Point annotation records
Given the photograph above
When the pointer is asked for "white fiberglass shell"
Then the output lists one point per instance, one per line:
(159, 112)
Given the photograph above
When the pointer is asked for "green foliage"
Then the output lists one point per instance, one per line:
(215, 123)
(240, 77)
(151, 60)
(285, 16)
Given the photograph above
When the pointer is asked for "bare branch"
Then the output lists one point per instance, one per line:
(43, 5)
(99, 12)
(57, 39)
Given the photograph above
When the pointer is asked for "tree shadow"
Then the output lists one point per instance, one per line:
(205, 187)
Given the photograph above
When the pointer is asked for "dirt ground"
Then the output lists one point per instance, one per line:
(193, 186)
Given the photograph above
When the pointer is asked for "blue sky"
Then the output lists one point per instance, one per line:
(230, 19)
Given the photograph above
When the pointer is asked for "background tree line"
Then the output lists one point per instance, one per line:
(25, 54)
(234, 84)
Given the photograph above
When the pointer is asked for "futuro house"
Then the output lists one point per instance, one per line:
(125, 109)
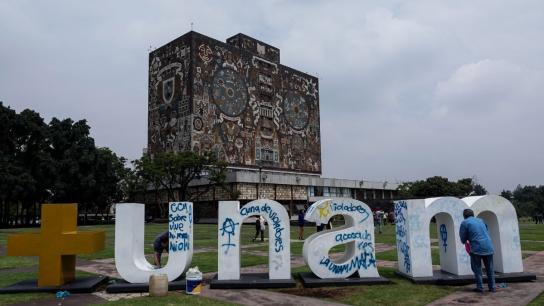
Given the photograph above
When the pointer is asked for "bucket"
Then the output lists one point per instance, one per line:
(158, 285)
(193, 281)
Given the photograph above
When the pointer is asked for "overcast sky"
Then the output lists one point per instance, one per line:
(408, 89)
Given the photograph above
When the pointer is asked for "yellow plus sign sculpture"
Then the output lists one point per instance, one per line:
(57, 244)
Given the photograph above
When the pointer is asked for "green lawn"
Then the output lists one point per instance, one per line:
(399, 292)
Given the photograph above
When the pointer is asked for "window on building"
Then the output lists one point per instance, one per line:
(311, 191)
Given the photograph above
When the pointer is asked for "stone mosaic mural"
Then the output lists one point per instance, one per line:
(234, 99)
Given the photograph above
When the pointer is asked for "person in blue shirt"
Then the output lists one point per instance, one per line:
(474, 230)
(160, 244)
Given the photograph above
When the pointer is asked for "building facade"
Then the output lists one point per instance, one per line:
(236, 99)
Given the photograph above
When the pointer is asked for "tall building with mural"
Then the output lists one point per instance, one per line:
(236, 99)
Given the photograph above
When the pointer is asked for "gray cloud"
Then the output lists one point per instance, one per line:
(408, 90)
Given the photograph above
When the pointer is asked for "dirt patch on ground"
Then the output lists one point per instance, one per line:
(322, 293)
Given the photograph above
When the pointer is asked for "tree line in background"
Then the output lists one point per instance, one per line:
(528, 200)
(58, 162)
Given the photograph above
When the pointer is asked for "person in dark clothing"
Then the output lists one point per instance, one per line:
(474, 230)
(259, 227)
(160, 244)
(301, 224)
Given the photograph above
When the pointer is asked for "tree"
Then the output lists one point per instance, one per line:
(173, 172)
(438, 186)
(55, 162)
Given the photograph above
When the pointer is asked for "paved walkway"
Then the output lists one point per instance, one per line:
(263, 297)
(514, 294)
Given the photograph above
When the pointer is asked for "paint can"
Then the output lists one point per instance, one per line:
(193, 281)
(158, 285)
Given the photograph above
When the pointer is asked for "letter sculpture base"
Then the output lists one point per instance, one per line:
(79, 285)
(310, 280)
(122, 286)
(444, 278)
(252, 281)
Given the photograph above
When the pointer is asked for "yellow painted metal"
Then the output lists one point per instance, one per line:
(57, 244)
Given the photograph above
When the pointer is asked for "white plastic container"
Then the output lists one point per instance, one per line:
(193, 281)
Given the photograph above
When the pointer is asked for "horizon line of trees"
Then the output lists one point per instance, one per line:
(58, 162)
(528, 200)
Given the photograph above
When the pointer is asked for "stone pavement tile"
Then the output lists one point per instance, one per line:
(118, 296)
(514, 294)
(72, 300)
(263, 298)
(104, 267)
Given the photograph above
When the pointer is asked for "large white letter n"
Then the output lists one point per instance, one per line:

#### Challenge
Pictures appear in the records above. Output everything except them, exactly.

#### Exercise result
Given the photograph above
When the pointer is asked for "white fiberglass shell"
Then the output lists one point per instance, one per line:
(159, 112)
Given the photograph above
When the pointer is asked for "green foliage"
Then the output lists one point per instance, one per line:
(215, 123)
(240, 77)
(151, 60)
(285, 16)
Given the photograph above
When the pointer is asked for "bare branch"
Then the output lists one point per instance, one per line:
(43, 5)
(99, 12)
(57, 39)
Given the photograph above
When the pointer is asked for "tree shadow"
Then the output lists one point per instance, one per line:
(205, 187)
Given the photograph above
When the pointer is asked for "dirt ground"
Then the output lists one point per instance, one per line:
(193, 186)
Given the photograph above
When the pointer is asked for "blue sky"
Then the output lists one point per instance, one per line:
(230, 19)
Given the photograph above
When the pointer is asked for "background tree line"
Then the output lists one point per instance, one per line:
(25, 54)
(234, 84)
Given the photograph above
When the pointer is asked for "futuro house"
Then the output lists one point per instance, one per line:
(125, 109)
Given the photograph above
When the pointer is asked for "bucket"
Then the output lists one point per instance, one per line:
(158, 285)
(193, 281)
Given the photograph above
When the pointer is asked for "overcast sky"
Then the output lists one point per instance, one per line:
(408, 89)
Given the photograph above
When the pointer is asked for "yellow plus sign sculpture"
Then the output lists one point per instance, one per line:
(57, 244)
Given the photograph above
When the pointer is asked for "green lawn"
Then the output lists one point per instance, one per line:
(399, 292)
Given the photograph above
When the pointer is asked for "window on building"
Then the output lists one point per instance, one per line:
(311, 191)
Given the photograph above
When the pointer is asked for "stone mosaic mural"
Then the output lists one point per instance, one per line:
(234, 99)
Given the photograph above
When the pointer is asked for "person in blue shirt"
Then the output lists one point per instance, one per line:
(474, 230)
(160, 244)
Given the photograph above
When the pointer is asked for "building facade"
Then the output lists one point per instance, one per line:
(236, 99)
Given the photograph above
When the pointer is asked for "tall building with mural"
Then the output lists one point per instance, one per line:
(236, 99)
Given the photograph above
When the pointer is asked for "gray cloud"
Then the output lists one point per instance, one per line:
(408, 90)
Given the photograph above
When the pointer is asked for "dirt patch on ground"
Then the output lists one point per instance, one per line:
(322, 293)
Given the photograph above
When the pointer is asked for "tree line in background"
Then the output lists one point per instance, one per line:
(528, 200)
(58, 162)
Given the photograph above
When the pointer is asked for "person in dark clothing"
Then the output lists one point per instance, one per line:
(474, 230)
(259, 227)
(160, 244)
(301, 224)
Given the photograph above
When the pointer is asked for "tree"
Then the output lists one point per instance, one per line:
(173, 172)
(438, 186)
(55, 162)
Given the photograph above
When the pointer is asked for "paved walkway"
Then the output lists one point per instance, one per line:
(263, 297)
(514, 294)
Given the photograph above
When the pointer is asked for "paint can"
Then the output lists one point per instance, one per line:
(193, 281)
(158, 285)
Given the photograph above
When the pointer is asked for "letter sculpture base"
Then the output lists one point per instance, one per line:
(79, 285)
(310, 280)
(122, 286)
(444, 278)
(252, 281)
Given the photograph above
When the pointer is asked for "yellow painted metal"
Then the output lists one point per instance, one per line:
(57, 244)
Given the photograph above
When the pointer is asked for "white plastic container"
Then the output lists one point per instance, one per line:
(193, 281)
Given the photograph above
When the pointer is asked for "horizon line of trees"
Then the output lists one point per instance, one per line:
(58, 162)
(528, 200)
Given the photograph above
When the pointer is asked for "stone pavement tile"
Then the output lists one point per instance, one per line:
(118, 296)
(514, 294)
(72, 300)
(263, 298)
(104, 267)
Given the photograph above
When the pointer is asked for "large white letter n"
Then the output lists one point per instance, one per line:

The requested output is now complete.